§ **EXERCISE DETAILS**
Output, please, every line from the line that holds "point: man's eyeglasses" to the end, exactly as written.

◇ ◇ ◇ ◇ ◇

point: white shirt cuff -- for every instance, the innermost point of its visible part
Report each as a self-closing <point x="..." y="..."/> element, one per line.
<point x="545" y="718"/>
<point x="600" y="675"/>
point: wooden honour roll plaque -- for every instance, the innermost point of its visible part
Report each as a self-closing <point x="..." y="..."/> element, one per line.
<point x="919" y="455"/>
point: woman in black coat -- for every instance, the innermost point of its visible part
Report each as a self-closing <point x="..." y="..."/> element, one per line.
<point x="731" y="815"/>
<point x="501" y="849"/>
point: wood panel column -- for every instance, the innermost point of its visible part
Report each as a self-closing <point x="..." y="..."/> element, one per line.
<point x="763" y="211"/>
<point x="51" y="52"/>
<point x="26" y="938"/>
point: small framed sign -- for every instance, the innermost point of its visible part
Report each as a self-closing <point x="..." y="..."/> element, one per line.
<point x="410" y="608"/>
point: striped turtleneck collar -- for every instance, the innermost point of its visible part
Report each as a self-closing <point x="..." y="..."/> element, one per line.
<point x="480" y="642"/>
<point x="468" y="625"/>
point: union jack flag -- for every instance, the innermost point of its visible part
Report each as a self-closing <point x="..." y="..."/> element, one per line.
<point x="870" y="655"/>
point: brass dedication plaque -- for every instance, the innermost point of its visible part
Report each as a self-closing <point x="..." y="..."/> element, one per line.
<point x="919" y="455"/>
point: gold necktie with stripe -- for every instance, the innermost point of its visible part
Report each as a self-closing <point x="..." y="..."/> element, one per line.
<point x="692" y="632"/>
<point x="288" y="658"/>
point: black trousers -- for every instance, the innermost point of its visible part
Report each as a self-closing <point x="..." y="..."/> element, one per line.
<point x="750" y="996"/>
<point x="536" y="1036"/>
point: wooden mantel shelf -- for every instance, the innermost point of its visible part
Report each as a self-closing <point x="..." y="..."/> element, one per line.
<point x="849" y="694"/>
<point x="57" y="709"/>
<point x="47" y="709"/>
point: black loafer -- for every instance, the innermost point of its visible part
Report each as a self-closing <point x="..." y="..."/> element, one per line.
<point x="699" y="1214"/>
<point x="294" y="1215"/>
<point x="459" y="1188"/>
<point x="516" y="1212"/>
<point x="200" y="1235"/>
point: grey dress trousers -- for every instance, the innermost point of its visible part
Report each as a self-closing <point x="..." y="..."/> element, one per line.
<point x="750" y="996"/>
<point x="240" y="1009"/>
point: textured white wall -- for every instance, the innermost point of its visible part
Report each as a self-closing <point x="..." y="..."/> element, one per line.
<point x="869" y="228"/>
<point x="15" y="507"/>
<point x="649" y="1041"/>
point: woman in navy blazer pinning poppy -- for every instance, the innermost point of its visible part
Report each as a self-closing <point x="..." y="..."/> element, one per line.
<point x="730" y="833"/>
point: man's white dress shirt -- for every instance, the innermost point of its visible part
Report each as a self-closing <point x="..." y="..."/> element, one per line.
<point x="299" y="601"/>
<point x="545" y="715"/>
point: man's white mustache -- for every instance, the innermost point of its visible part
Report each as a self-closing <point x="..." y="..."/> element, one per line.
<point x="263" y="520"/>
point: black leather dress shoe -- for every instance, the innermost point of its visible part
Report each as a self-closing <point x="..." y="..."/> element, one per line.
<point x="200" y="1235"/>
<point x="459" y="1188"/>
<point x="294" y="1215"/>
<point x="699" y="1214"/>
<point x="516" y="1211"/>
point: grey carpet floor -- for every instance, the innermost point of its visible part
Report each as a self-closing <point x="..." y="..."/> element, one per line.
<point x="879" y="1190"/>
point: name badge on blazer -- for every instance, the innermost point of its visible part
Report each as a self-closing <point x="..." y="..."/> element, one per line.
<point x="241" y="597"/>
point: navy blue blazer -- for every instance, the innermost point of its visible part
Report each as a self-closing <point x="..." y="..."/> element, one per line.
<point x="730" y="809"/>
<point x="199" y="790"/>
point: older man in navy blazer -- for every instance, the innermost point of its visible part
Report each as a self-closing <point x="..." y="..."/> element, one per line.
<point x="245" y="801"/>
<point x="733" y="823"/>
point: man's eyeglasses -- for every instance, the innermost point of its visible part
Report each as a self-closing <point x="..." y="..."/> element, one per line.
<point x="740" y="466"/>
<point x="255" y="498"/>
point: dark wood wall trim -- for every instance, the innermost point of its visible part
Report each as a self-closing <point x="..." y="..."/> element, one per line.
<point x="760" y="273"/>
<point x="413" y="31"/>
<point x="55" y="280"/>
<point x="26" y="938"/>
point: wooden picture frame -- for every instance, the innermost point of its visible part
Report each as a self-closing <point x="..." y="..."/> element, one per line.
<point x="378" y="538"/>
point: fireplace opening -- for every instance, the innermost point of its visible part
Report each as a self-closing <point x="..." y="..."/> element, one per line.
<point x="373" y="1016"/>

◇ ◇ ◇ ◇ ◇

§ **SOLUTION TO THIS PROBLEM**
point: man's eyeglasses -- for every instance, the innermost point of its visible part
Report each as a self-closing <point x="..." y="..."/> element, one per line.
<point x="740" y="466"/>
<point x="255" y="498"/>
point: dark wood wall trim -- for every instance, the innermost point of its visible part
Report each as a self-closing <point x="..." y="..."/> element, one per line.
<point x="760" y="273"/>
<point x="413" y="31"/>
<point x="55" y="280"/>
<point x="26" y="938"/>
point: wooden picture frame -- for every instance, the innermost point of its visible part
Report each as a self-closing <point x="..." y="..."/> element, one per line.
<point x="378" y="538"/>
point: fireplace opening -- for every instance, the innermost point of its visible part
Report each as a self-closing <point x="..." y="..."/> element, one per line.
<point x="373" y="1016"/>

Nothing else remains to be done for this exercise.